- [Coordinate annotation entries]:
>> BEGIN
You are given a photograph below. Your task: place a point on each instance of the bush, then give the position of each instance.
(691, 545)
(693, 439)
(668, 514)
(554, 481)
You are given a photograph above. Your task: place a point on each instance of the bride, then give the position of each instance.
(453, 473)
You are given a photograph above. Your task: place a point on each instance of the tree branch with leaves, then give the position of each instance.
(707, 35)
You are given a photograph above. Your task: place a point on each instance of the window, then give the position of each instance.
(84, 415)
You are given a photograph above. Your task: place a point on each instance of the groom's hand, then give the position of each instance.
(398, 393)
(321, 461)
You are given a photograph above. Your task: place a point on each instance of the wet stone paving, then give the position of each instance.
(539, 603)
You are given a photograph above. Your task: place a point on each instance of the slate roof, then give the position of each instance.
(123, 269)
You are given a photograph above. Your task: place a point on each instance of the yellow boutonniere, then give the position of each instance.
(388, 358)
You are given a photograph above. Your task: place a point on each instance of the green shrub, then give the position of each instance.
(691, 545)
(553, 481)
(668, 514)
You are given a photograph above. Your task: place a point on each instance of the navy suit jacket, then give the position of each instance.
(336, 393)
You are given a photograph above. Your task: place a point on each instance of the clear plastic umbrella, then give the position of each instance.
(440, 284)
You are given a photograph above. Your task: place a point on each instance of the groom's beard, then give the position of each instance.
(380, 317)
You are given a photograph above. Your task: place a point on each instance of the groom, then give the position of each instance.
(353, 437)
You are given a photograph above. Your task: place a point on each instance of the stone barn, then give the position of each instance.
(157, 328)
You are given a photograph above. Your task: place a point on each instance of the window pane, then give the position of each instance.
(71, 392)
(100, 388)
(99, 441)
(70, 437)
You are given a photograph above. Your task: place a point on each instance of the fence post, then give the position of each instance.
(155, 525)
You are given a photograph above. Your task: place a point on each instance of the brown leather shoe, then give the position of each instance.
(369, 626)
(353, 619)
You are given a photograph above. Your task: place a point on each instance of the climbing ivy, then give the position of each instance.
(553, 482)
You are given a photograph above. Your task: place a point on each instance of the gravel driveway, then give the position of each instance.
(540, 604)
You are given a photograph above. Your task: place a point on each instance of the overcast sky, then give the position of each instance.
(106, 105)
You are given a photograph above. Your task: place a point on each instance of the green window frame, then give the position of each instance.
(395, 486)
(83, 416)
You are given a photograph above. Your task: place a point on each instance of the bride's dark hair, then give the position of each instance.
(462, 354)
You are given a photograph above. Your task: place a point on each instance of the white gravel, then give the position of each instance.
>> END
- [Exercise prompt]:
Reproduce exactly, with nothing added, the lines from the one that contains "sky, then give the position of each instance." to the end of the data.

- [Exercise output]:
You are given a photograph above. Your task: place a point on each instance of the overcast sky, then give the position of each instance.
(106, 105)
You are given a photograph above. Your task: place a point on each instance of the green window frame, then give the position of each instance.
(395, 486)
(83, 416)
You are given a photograph above. Your task: place a point on each instance of the bride's dark hair, then give the position of each instance.
(462, 354)
You are given a photograph above. Your task: place a point on each instance of the white gravel, then give the position of each instance.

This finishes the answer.